| Exercise |
Write out the listing below from the line containing "cartoon dog's blue" to its last line, unaltered, ends included.

** BEGIN Given records **

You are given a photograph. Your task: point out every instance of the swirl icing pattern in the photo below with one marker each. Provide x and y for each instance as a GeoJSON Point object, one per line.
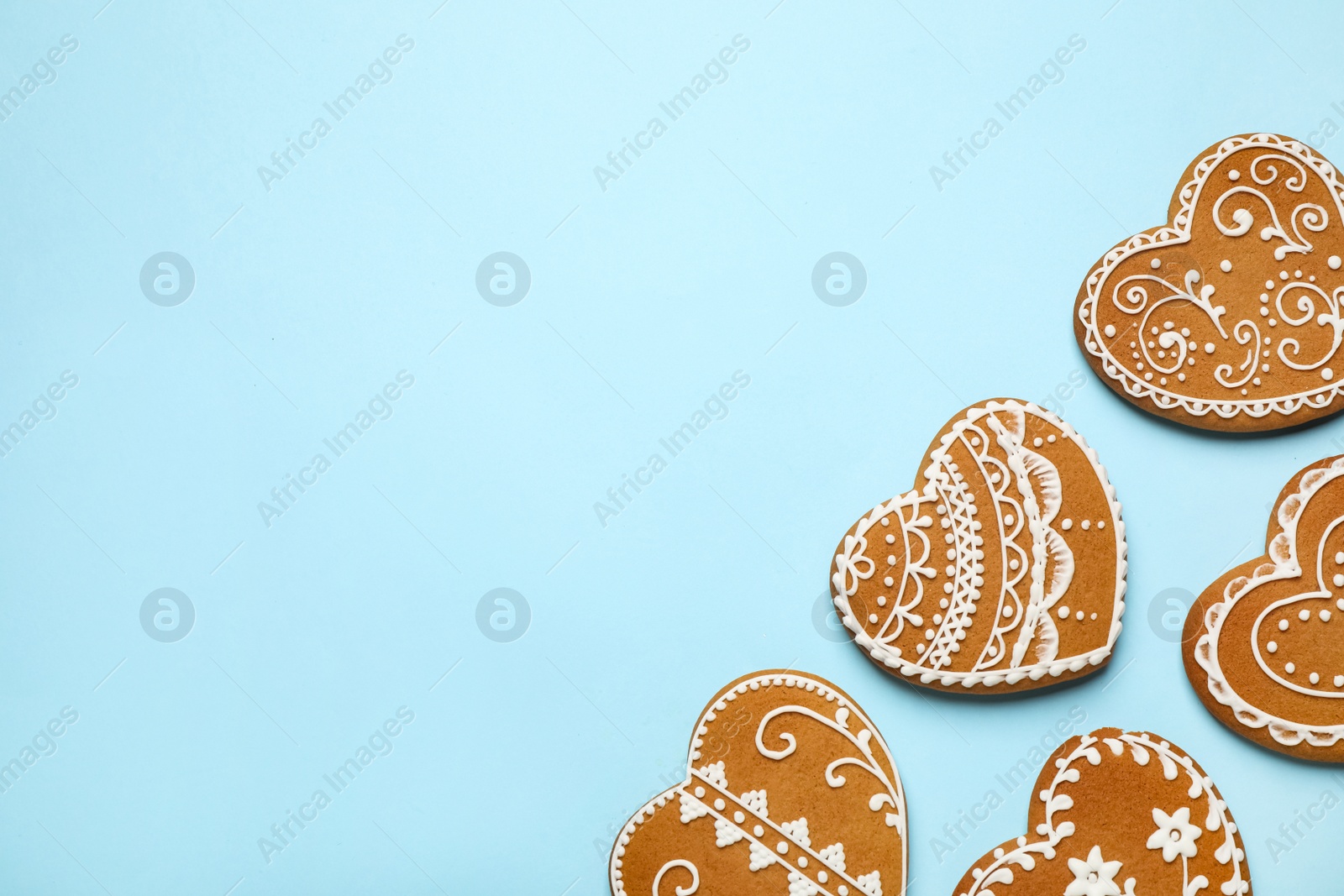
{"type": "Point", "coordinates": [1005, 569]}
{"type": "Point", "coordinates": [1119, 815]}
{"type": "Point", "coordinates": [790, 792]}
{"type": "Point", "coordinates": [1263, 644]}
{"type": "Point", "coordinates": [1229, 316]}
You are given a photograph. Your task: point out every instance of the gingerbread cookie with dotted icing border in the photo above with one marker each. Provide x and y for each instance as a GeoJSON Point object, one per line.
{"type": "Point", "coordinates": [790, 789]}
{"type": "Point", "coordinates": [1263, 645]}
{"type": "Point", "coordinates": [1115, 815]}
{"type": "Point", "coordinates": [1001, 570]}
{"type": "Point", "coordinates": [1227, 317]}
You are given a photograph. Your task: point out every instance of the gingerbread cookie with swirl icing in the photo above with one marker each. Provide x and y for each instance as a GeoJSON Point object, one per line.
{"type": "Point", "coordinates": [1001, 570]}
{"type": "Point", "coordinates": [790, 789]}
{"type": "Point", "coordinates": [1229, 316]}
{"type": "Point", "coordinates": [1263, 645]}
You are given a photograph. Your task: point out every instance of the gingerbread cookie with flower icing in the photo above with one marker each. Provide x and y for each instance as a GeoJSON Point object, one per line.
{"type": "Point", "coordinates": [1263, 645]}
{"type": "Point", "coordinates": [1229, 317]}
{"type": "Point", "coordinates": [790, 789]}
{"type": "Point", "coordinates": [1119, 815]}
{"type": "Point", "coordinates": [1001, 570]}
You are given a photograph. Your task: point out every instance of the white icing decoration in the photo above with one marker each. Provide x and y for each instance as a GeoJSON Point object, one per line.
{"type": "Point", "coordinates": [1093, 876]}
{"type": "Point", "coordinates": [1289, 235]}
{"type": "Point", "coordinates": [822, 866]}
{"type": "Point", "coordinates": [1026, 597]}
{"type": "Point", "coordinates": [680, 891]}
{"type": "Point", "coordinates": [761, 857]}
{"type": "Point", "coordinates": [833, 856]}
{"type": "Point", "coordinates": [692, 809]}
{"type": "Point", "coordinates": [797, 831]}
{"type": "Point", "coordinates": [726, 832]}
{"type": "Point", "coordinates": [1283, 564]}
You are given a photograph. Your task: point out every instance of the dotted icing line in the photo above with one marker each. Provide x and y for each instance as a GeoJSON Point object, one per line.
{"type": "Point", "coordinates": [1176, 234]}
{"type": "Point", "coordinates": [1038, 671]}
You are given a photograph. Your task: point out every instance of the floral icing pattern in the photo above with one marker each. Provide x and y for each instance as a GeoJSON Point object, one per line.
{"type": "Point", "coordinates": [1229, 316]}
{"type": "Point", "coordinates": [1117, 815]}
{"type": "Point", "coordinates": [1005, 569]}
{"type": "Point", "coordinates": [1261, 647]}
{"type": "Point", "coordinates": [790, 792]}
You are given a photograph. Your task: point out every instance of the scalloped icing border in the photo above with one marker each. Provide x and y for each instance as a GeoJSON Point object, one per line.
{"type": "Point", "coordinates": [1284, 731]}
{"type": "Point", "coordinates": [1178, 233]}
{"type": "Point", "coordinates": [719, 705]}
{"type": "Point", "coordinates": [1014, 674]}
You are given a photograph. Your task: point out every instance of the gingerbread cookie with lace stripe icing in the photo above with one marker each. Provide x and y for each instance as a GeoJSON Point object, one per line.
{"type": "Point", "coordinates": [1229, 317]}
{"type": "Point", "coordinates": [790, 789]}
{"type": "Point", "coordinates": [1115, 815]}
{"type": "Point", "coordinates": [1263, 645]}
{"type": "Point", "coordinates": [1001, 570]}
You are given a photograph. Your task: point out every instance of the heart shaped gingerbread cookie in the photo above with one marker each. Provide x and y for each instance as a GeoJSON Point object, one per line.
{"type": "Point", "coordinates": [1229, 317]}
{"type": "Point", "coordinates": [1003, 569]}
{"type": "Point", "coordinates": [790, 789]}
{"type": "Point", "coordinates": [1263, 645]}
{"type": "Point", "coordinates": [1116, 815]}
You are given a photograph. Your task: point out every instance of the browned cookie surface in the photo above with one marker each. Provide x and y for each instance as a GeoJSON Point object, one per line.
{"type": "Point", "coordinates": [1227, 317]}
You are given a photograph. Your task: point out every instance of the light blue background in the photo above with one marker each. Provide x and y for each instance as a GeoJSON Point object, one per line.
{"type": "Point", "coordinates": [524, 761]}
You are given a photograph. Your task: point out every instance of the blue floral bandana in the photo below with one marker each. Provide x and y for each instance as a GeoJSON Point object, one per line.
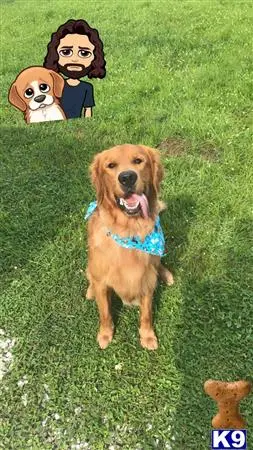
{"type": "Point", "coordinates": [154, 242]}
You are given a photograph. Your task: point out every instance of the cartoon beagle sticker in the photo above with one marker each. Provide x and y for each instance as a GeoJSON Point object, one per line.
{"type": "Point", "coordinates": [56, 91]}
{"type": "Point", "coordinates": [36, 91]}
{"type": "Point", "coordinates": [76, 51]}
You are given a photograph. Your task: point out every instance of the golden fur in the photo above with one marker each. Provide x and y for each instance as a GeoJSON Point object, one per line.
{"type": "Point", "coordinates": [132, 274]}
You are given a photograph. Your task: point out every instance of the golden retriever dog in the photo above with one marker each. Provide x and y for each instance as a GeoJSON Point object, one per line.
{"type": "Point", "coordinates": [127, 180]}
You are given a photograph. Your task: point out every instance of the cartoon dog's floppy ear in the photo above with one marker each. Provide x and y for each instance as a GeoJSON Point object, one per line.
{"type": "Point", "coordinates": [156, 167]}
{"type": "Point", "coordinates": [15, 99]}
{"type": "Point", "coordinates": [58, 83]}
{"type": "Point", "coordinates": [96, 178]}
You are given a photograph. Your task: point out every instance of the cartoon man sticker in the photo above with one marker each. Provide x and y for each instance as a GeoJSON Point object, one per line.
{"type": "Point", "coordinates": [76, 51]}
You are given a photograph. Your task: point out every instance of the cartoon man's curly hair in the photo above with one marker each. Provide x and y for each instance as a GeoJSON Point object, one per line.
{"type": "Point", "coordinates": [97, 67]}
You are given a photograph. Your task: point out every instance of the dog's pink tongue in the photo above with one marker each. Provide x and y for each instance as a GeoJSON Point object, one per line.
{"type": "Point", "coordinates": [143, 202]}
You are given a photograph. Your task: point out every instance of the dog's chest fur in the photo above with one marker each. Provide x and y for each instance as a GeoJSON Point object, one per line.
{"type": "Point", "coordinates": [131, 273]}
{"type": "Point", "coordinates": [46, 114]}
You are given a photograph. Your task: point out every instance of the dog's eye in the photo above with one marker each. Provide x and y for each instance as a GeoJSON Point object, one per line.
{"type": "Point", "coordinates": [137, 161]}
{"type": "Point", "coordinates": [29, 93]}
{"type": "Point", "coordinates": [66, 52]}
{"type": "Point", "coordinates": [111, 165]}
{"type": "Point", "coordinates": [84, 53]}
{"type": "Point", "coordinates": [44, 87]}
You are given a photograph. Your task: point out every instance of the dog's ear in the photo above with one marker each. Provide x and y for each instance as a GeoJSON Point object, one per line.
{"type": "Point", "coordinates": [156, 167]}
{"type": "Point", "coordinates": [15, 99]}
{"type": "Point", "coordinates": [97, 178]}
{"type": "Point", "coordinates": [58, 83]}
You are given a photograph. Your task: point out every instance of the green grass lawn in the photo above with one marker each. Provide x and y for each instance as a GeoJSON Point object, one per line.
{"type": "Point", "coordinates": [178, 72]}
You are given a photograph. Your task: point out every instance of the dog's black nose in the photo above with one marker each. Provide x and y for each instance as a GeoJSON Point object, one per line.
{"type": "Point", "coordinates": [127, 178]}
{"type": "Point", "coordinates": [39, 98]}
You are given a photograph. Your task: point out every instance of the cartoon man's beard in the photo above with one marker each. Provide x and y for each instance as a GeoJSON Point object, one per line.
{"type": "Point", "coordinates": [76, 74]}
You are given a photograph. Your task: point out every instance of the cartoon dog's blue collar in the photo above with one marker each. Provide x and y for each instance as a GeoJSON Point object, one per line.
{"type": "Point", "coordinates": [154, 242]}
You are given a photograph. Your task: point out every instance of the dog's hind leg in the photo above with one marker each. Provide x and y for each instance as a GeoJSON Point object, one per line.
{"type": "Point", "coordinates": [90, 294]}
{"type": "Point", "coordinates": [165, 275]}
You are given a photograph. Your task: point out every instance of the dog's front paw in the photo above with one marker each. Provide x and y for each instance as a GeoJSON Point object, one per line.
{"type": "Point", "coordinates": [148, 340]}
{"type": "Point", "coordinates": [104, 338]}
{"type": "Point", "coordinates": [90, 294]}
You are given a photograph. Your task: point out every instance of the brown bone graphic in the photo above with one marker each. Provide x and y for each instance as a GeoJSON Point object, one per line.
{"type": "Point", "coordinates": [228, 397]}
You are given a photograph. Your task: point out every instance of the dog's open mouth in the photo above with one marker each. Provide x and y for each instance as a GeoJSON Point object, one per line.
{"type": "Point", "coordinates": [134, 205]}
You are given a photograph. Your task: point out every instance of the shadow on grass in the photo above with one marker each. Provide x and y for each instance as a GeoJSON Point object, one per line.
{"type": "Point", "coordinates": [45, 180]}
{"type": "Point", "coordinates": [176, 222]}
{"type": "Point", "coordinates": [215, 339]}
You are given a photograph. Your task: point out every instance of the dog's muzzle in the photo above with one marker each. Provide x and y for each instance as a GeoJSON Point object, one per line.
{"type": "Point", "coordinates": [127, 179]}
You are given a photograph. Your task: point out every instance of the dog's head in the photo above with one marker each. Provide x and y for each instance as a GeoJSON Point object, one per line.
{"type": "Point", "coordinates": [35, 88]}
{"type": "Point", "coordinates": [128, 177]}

** END Given records **

| Answer to the exercise |
You are given a photograph. Your task: point out every instance of the cartoon dog's blue collar in the photo above with one marker each. Provide x and y for each instance as a GeoJSON Point object, one per line.
{"type": "Point", "coordinates": [154, 242]}
You are given a photograph. Your task: point out every instance of the dog's hind leg in the photo above with one marker each. Provide x and y for each instance as a GeoJSON Point object, one per line.
{"type": "Point", "coordinates": [90, 294]}
{"type": "Point", "coordinates": [165, 275]}
You are given a photograph. Your task: point out every instance of the dog's front paw in the photo above with one marker each. Provide x and y for each instance as a GeoJSON Point object, one per line.
{"type": "Point", "coordinates": [148, 340]}
{"type": "Point", "coordinates": [104, 338]}
{"type": "Point", "coordinates": [90, 294]}
You are given a photograph. Your task: point out every instance of the brown bone graphic in the photo above with one marker each. Provide x and y for each instance as a GeoJSON Point object, one per line.
{"type": "Point", "coordinates": [228, 397]}
You are given a photograph. Your task: point out every instance of the dog's open mouth in the photo above with one marker each. Provide x and y for each instance as a GeoJSON Point object, one per line.
{"type": "Point", "coordinates": [134, 205]}
You are given a photograph. Your task: point out every instance of the shadow on grass in the photo above with one marker each. Provide x and y for each instance as a GeoJSON Point object, one per line.
{"type": "Point", "coordinates": [45, 180]}
{"type": "Point", "coordinates": [176, 222]}
{"type": "Point", "coordinates": [215, 339]}
You are given a photograph. Your task: point out every instance of the dog's muzzle in the photo above with one marker each. Provide x and y for each instance as a GeoJSON Point object, one per line.
{"type": "Point", "coordinates": [127, 179]}
You are given a photograph. Your task: point out every instance of the dog's head in the photo above with one marker each. Provide x and y for each instance as a GeoJSON Point object, one per line.
{"type": "Point", "coordinates": [35, 88]}
{"type": "Point", "coordinates": [128, 177]}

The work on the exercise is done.